**PROBLEM DETAILS**
Format the lines of each entry below as a numbered list, leaving out any blank lines.

**DATA LINES**
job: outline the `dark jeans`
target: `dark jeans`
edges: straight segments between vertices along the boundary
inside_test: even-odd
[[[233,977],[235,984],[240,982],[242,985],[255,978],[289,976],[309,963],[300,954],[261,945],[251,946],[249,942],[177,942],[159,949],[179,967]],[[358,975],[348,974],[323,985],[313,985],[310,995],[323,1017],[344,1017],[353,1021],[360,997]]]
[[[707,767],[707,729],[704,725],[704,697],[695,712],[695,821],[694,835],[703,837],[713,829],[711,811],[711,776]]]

**WRITTEN SOLUTION**
1. job: outline the `dark jeans`
2. target: `dark jeans`
3. edges: straight segments between vertices along the boundary
4. inside_test: even-odd
5. [[[233,977],[235,984],[240,982],[242,985],[255,978],[289,976],[309,963],[300,954],[261,945],[251,946],[249,942],[177,942],[159,949],[179,967]],[[358,975],[348,974],[323,985],[313,985],[310,995],[323,1017],[344,1017],[353,1021],[360,997]]]
6. [[[707,767],[707,729],[704,725],[704,697],[695,712],[695,821],[694,835],[703,837],[713,829],[711,811],[711,776]]]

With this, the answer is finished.